**Stated task**
Using the interest expense passage, mark each statement yes or no and quote the exact words that decide it. 1. Capitalized interest caused interest expense to increase in the second quarter of 2024. 2. The weighted average interest rate per annum was approximately 5.8% at June 30, 2024. 3. The higher amortization of deferred financing costs was due to costs incurred on the third term loan.

━━ Document section ━━

The amortization of deferred financing costs caused interest expense to increase $0.1 million and $0.3 million in the second quarter and first six months of 2024 as compared to the same periods in 2023, respectively, due to costs incurred on our third term loan.
Capitalized interest caused interest expense to decrease $0.2 million for both the second quarter and first six months of 2024 as compared to the same periods in 2023. During the second quarter of 2024, we capitalized $0.2 million of interest expense related to the extensive renovation work at The Confidante Miami Beach as it transitions to Andaz Miami Beach.
Our weighted average interest rate per annum, including our variable rate debt obligations and excluding capitalized interest, was approximately 5.8% and 5.9% at June 30, 2024 and 2023, respectively. Approximately 51.1% and 51.2% of our outstanding notes payable had fixed interest rates or had been swapped to fixed interest rates at June 30, 2024 and 2023, respectively.

━━━
━━ Listed entries ━━

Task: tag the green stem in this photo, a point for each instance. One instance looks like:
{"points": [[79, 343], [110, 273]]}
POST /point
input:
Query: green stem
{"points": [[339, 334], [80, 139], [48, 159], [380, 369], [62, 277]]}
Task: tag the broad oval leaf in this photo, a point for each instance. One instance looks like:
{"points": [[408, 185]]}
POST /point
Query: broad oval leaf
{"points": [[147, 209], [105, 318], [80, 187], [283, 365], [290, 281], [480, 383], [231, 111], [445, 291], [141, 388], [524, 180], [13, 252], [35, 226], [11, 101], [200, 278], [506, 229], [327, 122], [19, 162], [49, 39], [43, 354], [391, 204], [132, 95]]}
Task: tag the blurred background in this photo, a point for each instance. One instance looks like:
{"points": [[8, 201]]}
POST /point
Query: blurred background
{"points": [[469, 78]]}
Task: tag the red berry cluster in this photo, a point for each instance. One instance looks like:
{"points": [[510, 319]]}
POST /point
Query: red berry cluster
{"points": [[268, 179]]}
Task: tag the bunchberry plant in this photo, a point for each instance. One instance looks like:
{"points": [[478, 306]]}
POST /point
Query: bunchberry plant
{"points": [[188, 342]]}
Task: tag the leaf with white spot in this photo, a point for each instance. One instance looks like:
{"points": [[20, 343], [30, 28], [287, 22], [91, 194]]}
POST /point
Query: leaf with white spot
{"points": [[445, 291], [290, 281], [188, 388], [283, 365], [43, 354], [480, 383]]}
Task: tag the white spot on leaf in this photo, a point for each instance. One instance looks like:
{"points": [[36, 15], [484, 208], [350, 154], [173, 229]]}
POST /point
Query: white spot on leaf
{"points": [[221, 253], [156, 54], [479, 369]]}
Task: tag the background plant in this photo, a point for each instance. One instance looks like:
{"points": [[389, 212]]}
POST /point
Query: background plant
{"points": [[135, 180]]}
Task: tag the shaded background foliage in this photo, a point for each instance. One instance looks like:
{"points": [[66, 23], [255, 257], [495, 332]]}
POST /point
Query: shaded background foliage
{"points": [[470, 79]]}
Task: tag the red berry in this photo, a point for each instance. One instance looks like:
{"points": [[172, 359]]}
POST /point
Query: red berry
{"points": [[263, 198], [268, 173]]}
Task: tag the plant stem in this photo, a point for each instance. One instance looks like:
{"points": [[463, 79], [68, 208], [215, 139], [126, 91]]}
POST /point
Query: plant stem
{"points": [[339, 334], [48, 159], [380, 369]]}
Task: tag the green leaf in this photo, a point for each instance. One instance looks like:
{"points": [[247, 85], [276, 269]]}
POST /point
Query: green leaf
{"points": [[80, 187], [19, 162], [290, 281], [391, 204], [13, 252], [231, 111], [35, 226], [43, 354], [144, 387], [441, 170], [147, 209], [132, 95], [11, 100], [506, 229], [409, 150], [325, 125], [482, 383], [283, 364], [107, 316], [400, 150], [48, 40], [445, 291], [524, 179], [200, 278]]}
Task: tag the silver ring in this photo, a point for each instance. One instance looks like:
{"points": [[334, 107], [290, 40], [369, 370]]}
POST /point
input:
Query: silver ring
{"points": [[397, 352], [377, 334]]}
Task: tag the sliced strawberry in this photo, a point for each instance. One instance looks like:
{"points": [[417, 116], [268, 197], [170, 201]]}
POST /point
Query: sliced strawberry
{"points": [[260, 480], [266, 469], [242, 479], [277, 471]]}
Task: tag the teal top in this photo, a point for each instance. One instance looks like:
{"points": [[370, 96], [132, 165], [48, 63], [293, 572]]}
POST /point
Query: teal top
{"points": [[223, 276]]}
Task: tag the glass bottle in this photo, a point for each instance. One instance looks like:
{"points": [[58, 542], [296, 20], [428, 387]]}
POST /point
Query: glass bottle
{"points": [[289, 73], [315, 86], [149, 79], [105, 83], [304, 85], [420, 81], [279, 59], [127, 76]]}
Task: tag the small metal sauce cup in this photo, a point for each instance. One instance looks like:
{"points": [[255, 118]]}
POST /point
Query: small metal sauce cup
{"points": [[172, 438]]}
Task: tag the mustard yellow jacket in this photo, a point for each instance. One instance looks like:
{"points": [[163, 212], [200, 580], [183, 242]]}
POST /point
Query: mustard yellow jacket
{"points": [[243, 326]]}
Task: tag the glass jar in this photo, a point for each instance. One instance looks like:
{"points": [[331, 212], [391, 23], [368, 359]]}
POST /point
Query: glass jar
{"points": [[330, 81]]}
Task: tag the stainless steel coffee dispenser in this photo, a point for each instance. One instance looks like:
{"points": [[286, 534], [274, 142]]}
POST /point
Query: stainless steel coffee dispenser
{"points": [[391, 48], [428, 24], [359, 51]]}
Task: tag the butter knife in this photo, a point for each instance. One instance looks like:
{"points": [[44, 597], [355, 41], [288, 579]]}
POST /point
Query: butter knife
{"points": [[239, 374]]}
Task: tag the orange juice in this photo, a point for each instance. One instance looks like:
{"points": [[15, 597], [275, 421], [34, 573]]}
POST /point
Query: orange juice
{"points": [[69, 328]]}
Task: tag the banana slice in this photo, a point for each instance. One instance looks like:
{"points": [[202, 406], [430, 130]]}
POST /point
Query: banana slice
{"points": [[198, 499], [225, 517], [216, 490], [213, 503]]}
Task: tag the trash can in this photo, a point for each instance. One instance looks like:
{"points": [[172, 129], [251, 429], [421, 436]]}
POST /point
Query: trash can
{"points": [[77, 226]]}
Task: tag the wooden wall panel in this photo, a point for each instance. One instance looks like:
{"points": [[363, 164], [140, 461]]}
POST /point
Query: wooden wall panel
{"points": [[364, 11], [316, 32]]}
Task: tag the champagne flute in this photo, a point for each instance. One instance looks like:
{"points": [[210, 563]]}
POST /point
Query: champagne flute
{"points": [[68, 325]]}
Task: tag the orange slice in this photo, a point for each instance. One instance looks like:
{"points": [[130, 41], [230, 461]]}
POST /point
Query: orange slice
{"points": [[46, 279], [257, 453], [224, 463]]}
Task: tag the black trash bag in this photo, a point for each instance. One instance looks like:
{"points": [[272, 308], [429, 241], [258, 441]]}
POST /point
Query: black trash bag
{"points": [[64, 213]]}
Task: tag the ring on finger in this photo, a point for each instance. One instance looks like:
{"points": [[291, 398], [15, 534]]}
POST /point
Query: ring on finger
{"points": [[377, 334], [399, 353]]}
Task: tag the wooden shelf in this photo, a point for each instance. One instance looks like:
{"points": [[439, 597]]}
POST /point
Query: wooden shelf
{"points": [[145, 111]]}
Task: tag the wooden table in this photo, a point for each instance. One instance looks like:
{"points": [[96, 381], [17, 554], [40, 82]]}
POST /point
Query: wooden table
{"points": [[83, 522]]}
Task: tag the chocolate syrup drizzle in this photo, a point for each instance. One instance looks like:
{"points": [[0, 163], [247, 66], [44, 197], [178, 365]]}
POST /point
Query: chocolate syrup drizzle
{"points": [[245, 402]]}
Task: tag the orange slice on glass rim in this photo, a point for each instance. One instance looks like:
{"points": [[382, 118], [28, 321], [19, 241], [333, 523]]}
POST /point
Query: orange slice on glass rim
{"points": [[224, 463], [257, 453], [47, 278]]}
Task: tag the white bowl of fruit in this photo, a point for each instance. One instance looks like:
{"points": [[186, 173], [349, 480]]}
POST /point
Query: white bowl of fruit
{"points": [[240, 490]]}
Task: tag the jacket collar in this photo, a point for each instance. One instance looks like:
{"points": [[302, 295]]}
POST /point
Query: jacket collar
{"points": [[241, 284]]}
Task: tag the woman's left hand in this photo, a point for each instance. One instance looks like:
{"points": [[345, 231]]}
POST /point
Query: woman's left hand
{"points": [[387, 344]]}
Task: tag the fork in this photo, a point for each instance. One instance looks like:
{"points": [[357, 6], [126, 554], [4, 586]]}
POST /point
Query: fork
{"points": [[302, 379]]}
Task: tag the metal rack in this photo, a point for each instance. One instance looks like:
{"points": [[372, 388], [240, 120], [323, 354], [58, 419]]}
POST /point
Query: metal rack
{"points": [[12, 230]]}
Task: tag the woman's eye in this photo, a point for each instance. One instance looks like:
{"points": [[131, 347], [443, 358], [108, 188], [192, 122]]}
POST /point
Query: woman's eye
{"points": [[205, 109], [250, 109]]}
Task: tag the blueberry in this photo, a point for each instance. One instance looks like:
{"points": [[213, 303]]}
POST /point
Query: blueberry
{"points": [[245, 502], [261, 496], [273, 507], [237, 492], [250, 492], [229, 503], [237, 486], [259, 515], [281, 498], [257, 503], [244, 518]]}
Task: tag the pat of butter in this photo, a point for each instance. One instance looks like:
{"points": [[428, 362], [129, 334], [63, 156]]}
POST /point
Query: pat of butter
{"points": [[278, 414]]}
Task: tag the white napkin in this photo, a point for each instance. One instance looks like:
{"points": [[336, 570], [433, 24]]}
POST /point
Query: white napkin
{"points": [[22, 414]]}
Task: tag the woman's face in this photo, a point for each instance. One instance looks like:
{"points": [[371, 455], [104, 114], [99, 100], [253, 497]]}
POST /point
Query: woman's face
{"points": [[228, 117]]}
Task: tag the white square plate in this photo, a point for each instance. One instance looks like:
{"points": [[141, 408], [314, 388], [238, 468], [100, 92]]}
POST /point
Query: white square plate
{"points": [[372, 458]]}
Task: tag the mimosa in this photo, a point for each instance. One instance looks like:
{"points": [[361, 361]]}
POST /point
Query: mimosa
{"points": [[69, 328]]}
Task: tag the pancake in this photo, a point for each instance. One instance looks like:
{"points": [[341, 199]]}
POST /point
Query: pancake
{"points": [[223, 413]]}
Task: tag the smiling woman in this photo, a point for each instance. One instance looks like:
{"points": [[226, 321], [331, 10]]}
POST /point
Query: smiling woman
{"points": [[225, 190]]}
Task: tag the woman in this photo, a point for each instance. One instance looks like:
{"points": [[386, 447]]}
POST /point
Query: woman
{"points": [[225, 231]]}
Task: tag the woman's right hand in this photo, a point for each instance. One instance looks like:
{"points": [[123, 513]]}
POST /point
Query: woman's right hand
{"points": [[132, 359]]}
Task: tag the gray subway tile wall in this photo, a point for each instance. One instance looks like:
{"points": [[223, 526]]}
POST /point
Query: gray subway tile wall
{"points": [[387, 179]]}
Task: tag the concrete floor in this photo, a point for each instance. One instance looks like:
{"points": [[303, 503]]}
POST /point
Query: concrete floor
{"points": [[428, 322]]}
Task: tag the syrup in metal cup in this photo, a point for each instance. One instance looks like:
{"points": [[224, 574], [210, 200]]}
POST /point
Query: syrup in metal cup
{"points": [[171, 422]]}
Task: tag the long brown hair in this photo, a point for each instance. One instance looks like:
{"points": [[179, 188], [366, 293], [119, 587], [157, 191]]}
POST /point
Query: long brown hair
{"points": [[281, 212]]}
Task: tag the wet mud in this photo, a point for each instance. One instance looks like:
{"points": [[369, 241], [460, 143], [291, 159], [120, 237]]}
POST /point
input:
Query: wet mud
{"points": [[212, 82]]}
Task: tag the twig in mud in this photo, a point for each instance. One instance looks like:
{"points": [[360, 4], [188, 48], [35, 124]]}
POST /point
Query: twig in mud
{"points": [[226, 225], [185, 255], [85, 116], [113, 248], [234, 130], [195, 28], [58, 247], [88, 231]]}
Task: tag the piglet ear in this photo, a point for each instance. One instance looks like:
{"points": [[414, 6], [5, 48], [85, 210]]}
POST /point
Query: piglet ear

━━━

**Full output**
1. No: "Capitalized interest caused interest expense to decrease $0.2 million for both the second quarter and first six months of 2024"
2. Yes: "was approximately 5.8% and 5.9% at June 30, 2024 and 2023, respectively"
3. Yes: "due to costs incurred on our third term loan"